Stored items

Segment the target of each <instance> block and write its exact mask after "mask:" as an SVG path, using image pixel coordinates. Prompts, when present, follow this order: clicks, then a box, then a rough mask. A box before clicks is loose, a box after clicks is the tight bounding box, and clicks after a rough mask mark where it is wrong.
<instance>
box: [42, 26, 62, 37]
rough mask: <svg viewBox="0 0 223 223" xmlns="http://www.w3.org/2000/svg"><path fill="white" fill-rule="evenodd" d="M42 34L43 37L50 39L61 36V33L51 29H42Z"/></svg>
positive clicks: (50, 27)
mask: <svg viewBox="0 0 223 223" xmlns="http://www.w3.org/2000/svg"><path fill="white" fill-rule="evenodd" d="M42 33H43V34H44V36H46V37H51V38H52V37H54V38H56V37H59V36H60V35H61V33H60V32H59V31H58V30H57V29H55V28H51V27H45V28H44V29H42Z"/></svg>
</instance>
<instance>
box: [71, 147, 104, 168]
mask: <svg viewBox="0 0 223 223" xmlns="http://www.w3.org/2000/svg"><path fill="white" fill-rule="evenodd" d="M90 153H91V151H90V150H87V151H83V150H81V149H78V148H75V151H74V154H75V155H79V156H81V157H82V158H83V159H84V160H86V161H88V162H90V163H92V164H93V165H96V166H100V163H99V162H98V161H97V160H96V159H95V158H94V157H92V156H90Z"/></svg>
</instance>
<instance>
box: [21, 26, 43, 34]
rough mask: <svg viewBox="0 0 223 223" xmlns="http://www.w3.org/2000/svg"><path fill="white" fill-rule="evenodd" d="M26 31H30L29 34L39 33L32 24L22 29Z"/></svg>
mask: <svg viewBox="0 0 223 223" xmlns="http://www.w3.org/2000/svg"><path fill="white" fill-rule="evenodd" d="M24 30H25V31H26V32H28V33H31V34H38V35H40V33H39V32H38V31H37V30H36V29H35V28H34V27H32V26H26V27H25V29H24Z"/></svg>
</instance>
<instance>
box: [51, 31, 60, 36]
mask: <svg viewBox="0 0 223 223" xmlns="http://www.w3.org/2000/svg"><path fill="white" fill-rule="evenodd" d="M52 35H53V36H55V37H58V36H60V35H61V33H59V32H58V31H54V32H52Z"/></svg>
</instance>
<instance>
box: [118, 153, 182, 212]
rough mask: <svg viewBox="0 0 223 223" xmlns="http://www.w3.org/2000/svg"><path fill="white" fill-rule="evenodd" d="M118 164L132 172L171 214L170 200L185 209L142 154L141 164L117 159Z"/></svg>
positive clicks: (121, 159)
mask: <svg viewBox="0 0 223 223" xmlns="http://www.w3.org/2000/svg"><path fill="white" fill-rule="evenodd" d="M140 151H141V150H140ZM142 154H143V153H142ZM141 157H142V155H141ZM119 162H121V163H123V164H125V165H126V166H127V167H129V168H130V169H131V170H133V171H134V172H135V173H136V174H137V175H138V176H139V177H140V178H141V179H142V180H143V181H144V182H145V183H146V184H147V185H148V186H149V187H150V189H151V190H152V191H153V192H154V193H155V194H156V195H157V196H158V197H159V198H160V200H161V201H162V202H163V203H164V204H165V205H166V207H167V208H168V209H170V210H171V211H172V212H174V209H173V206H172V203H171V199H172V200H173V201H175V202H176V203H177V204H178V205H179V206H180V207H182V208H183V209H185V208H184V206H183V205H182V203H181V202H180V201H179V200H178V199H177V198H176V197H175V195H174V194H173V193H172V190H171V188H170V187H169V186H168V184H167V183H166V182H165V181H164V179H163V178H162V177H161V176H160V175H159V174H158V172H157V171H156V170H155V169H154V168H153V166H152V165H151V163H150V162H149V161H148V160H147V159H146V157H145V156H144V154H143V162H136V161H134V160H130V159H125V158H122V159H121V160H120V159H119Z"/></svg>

▸ WORK ORDER: After reading the entries, reproduce every one of them exactly.

▸ REPLY TO THE TASK:
Segment the target of each <instance> block and write its exact mask after "mask:" as an SVG path, using image pixel coordinates. Prompts, when present, follow this order: clicks, then a box, then a rough mask. A box before clicks is loose, a box after clicks is the tight bounding box, and clicks after a rough mask mark where it is wrong.
<instance>
box: [42, 26, 62, 37]
rough mask: <svg viewBox="0 0 223 223" xmlns="http://www.w3.org/2000/svg"><path fill="white" fill-rule="evenodd" d="M42 34L43 37L50 39L61 36V33L51 29H42Z"/></svg>
positive clicks: (50, 27)
mask: <svg viewBox="0 0 223 223" xmlns="http://www.w3.org/2000/svg"><path fill="white" fill-rule="evenodd" d="M42 33H43V34H44V36H46V37H51V38H52V37H54V38H56V37H59V36H60V35H61V33H60V32H59V31H58V30H57V29H55V28H51V27H45V28H44V29H42Z"/></svg>
</instance>
<instance>
box: [71, 147, 104, 168]
mask: <svg viewBox="0 0 223 223" xmlns="http://www.w3.org/2000/svg"><path fill="white" fill-rule="evenodd" d="M90 153H91V151H90V150H87V151H83V150H81V149H78V148H75V151H74V154H75V155H79V156H81V157H82V158H83V159H84V160H86V161H88V162H90V163H92V164H93V165H96V166H100V163H99V162H98V161H97V160H96V159H95V158H94V157H92V156H90Z"/></svg>
</instance>
<instance>
box: [21, 26, 43, 34]
rough mask: <svg viewBox="0 0 223 223" xmlns="http://www.w3.org/2000/svg"><path fill="white" fill-rule="evenodd" d="M26 31H30L29 34L39 33L32 24L22 29Z"/></svg>
mask: <svg viewBox="0 0 223 223" xmlns="http://www.w3.org/2000/svg"><path fill="white" fill-rule="evenodd" d="M24 30H25V31H26V32H28V33H31V34H38V35H40V33H39V32H38V31H37V30H36V29H35V28H34V27H32V26H26V27H25V29H24Z"/></svg>
</instance>
<instance>
box: [51, 31, 60, 36]
mask: <svg viewBox="0 0 223 223" xmlns="http://www.w3.org/2000/svg"><path fill="white" fill-rule="evenodd" d="M52 35H53V36H55V37H58V36H60V35H61V33H59V32H58V31H54V32H52Z"/></svg>
</instance>
<instance>
box: [118, 153, 182, 212]
rough mask: <svg viewBox="0 0 223 223" xmlns="http://www.w3.org/2000/svg"><path fill="white" fill-rule="evenodd" d="M118 164L132 172L171 214L170 200L185 209L142 154L141 164L117 159Z"/></svg>
positive clicks: (121, 159)
mask: <svg viewBox="0 0 223 223" xmlns="http://www.w3.org/2000/svg"><path fill="white" fill-rule="evenodd" d="M140 151H141V150H140ZM142 154H143V153H142ZM141 157H142V155H141ZM119 162H121V163H123V164H125V165H126V166H127V167H129V168H130V169H131V170H133V171H134V172H135V173H136V174H137V175H138V176H139V177H140V178H141V179H142V180H143V181H144V182H145V183H146V184H147V185H148V186H149V187H150V189H151V190H152V191H153V192H154V193H155V194H156V195H157V196H158V197H159V198H160V200H161V201H162V202H163V203H164V204H165V205H166V207H167V208H168V209H170V210H171V211H172V212H174V209H173V206H172V203H171V199H172V200H173V201H175V202H176V203H177V204H178V205H179V206H180V207H182V208H183V209H185V208H184V206H183V205H182V203H181V202H180V201H179V200H178V199H177V198H176V197H175V195H174V194H173V193H172V190H171V188H170V187H169V186H168V184H167V183H166V182H165V181H164V179H163V178H162V177H161V176H160V175H159V174H158V172H157V171H156V170H155V169H154V168H153V166H152V165H151V163H150V162H149V161H148V160H147V159H146V157H145V156H144V154H143V162H136V161H134V160H130V159H125V158H122V159H121V160H120V159H119Z"/></svg>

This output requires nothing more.